Exercise description » Turn the rows below into a JSON list of strings, one string per line and no blank lines, from the line with "Locate every instance of the wood grain" to the line with "Locate every instance of the tow", both of those lines included. Leave the pictures out.

Information supplied »
※

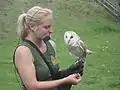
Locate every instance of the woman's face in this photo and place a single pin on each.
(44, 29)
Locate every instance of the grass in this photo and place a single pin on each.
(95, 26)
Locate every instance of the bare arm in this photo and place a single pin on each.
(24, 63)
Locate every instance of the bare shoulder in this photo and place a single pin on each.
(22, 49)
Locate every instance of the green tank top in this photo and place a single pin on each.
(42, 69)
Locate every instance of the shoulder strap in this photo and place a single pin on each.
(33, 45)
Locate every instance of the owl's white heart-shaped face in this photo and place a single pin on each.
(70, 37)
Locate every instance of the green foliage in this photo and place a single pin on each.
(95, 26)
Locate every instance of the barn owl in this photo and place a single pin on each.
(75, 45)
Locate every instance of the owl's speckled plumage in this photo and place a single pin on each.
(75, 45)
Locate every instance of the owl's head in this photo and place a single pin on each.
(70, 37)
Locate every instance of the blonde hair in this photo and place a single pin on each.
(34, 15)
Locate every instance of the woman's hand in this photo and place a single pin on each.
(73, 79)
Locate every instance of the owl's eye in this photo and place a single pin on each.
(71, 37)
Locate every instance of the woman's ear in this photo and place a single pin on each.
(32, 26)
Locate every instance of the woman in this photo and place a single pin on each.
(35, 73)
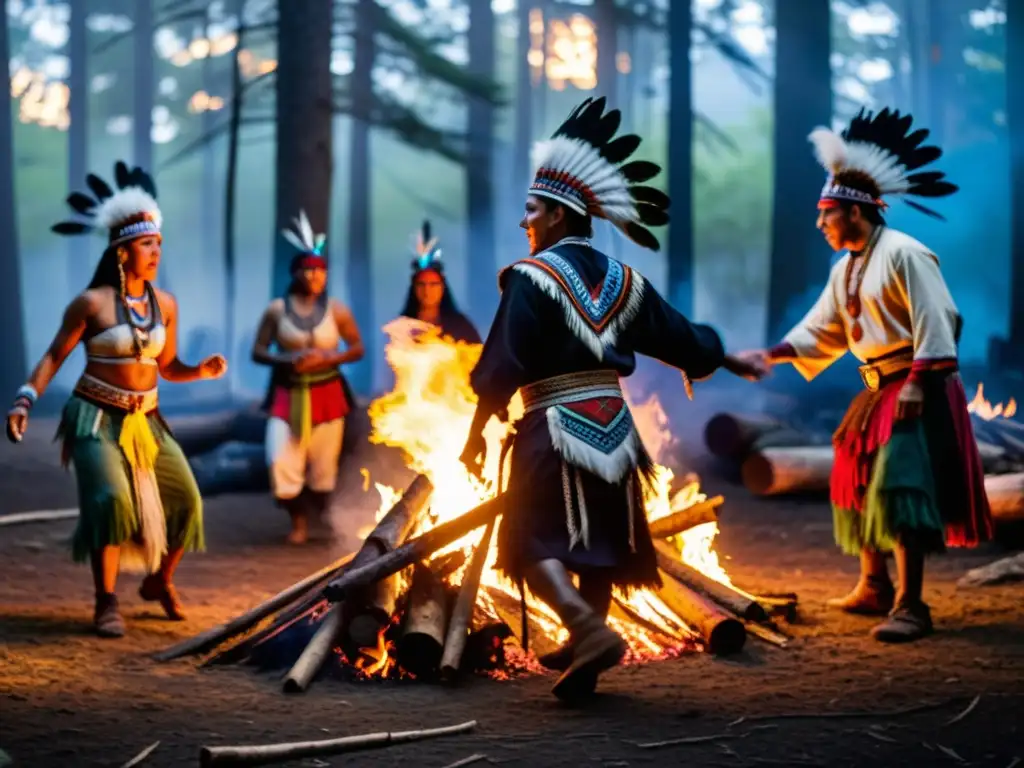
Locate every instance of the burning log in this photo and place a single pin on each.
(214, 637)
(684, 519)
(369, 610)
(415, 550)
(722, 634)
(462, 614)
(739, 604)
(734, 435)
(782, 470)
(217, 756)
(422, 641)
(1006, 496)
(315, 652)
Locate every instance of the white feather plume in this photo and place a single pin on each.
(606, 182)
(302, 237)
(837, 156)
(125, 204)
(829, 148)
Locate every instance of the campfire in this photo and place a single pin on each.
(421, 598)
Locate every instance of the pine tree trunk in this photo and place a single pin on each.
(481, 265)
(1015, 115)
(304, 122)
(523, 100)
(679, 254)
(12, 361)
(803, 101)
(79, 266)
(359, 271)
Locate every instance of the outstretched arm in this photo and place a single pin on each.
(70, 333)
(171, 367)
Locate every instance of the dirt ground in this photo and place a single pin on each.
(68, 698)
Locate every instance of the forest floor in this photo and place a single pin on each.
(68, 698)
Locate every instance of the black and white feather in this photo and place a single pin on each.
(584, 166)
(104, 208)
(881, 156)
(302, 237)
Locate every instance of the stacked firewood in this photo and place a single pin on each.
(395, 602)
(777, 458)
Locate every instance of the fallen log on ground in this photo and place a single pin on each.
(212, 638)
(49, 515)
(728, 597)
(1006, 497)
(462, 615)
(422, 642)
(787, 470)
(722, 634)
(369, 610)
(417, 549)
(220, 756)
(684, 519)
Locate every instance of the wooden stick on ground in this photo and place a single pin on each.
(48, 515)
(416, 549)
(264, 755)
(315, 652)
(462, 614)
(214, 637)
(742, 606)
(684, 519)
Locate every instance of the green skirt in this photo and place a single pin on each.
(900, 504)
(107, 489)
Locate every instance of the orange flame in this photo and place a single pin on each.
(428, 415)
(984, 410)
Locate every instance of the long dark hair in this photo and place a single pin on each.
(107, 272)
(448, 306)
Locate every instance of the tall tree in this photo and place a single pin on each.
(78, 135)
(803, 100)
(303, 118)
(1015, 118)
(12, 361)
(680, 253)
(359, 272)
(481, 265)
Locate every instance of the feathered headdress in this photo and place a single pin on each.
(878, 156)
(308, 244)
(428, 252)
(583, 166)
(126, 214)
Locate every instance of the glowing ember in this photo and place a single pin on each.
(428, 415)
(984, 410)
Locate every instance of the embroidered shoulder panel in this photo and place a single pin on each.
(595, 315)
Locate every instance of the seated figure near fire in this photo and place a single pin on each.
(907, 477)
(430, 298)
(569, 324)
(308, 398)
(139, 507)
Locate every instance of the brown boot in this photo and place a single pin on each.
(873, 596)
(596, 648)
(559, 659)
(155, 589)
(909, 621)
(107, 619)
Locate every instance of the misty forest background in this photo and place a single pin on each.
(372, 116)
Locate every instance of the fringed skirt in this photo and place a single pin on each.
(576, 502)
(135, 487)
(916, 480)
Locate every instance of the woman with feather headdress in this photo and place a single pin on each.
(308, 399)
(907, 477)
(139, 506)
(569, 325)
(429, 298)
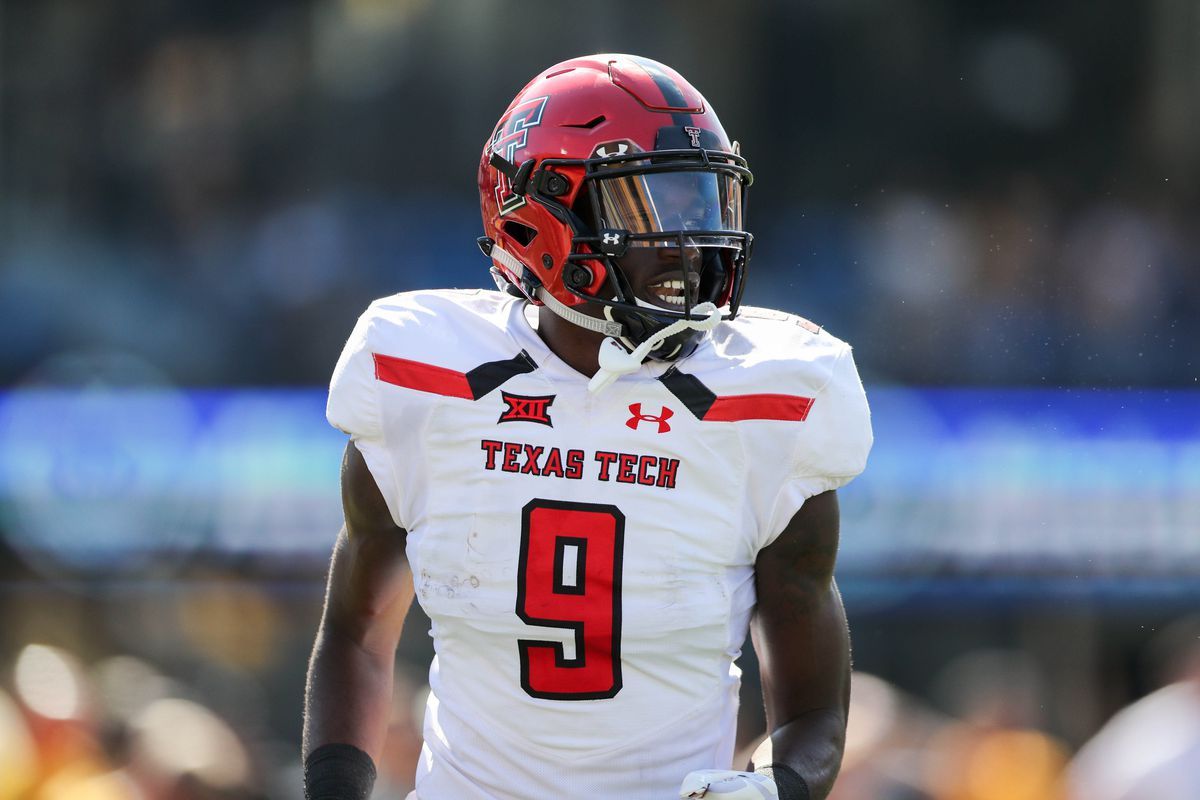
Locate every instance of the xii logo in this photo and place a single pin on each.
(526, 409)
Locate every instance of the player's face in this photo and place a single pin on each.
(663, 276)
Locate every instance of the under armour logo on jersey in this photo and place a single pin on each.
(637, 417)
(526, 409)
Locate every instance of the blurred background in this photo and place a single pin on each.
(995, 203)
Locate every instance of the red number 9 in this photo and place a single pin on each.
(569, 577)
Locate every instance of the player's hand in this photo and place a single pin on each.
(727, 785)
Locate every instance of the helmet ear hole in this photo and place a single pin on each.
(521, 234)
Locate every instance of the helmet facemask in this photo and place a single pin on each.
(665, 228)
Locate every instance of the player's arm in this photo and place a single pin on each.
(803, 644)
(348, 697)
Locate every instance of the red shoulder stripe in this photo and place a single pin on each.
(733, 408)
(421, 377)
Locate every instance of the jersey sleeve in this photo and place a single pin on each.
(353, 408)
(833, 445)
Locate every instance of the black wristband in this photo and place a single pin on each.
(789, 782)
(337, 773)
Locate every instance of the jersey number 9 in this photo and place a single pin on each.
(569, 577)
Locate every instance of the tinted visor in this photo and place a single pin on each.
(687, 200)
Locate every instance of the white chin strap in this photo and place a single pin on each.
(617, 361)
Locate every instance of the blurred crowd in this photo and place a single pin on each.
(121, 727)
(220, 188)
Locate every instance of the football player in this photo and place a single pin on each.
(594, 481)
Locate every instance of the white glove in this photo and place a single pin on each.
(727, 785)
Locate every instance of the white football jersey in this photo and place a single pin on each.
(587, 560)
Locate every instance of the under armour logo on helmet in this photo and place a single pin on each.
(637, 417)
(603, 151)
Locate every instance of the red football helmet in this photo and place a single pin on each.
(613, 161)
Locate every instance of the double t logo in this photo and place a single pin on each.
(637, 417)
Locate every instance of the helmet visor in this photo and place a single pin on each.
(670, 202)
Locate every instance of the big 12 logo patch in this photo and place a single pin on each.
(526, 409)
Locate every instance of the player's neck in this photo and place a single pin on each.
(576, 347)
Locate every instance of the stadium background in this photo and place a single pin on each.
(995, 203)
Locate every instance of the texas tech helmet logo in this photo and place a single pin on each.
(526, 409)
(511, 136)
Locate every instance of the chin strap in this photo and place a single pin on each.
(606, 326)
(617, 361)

※

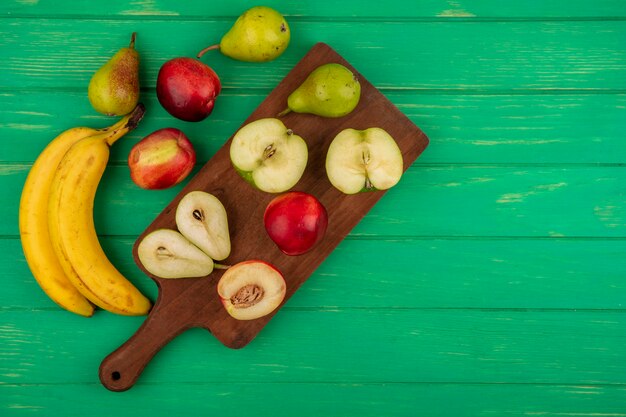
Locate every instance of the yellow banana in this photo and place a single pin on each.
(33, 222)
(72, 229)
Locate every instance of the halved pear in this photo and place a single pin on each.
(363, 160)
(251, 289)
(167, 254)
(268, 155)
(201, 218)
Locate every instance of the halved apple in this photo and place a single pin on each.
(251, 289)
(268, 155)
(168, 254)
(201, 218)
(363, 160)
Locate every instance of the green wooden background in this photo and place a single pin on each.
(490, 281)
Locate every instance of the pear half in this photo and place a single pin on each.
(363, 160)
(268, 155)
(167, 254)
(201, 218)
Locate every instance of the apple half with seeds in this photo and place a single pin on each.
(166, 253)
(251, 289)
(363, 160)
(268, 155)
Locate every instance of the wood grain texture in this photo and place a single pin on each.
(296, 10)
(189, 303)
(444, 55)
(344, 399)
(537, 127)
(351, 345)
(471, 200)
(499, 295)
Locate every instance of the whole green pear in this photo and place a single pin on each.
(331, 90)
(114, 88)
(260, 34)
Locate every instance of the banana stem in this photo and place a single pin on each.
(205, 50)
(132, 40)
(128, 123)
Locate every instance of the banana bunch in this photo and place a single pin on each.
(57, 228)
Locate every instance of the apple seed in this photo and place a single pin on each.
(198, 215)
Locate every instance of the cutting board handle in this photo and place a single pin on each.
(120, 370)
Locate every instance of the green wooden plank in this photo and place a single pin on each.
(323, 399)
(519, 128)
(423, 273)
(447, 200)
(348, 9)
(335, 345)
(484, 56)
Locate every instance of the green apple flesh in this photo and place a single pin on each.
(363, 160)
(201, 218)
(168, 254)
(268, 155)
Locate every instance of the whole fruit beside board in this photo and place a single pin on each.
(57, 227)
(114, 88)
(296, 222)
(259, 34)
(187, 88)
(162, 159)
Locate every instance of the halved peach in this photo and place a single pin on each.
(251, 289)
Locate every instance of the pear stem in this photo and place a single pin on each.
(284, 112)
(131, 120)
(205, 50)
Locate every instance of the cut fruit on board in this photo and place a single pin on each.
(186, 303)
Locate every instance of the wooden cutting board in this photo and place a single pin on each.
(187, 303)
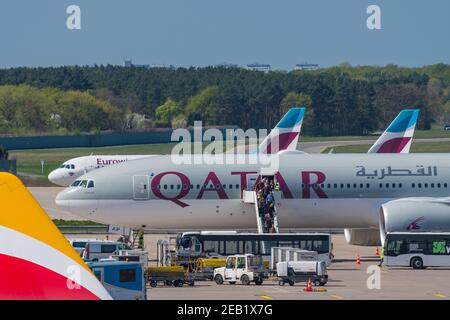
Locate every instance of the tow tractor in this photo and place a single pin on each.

※

Right answer »
[
  "Locate every instance of the wood grain texture in this photo and place a single pin on each.",
  "(296, 10)",
  "(189, 303)",
  "(444, 55)",
  "(344, 399)",
  "(537, 127)",
  "(351, 345)",
  "(471, 200)",
  "(499, 295)",
  "Locate every instance of the whole green pear in this photo and place a single pin on each.",
  "(331, 90)",
  "(114, 88)",
  "(260, 34)",
  "Locate every instance of the banana stem in this photo and place a single pin on each.",
  "(205, 50)",
  "(132, 40)",
  "(128, 123)",
  "Locate every instance of the banana bunch in this photo and place a single pin on each.",
  "(57, 228)",
  "Locate every instance of the apple seed in this photo and place a single pin on each.",
  "(198, 215)",
  "Locate every instance of the cutting board handle in this photo and place a single pin on each.",
  "(120, 370)",
  "Locate every instance of the green wooden plank in this photo and place a single pin on each.",
  "(323, 399)",
  "(519, 128)",
  "(423, 273)",
  "(447, 200)",
  "(348, 9)",
  "(335, 345)",
  "(484, 56)",
  "Locate every instance of the green apple flesh in this photo and place a single pin on each.",
  "(363, 160)",
  "(201, 218)",
  "(168, 254)",
  "(268, 155)",
  "Locate every instance of the whole fruit beside board in this photo and place a single pin on each.",
  "(57, 227)",
  "(114, 88)",
  "(296, 222)",
  "(259, 34)",
  "(187, 88)",
  "(162, 159)",
  "Locate every instance of the halved peach in this photo and place a single pin on each.",
  "(251, 289)",
  "Locate every instance of the pear stem in this photo and place a single pin on each.",
  "(284, 112)",
  "(131, 120)",
  "(205, 50)",
  "Locate every instance of the cut fruit on board in this photo and place a single pin on each.",
  "(186, 303)",
  "Locate every instance of the wooden cutting board in this photo and place a single pin on each.",
  "(187, 303)",
  "Locate every instance of the tow tractor in this photo and place a single pin on each."
]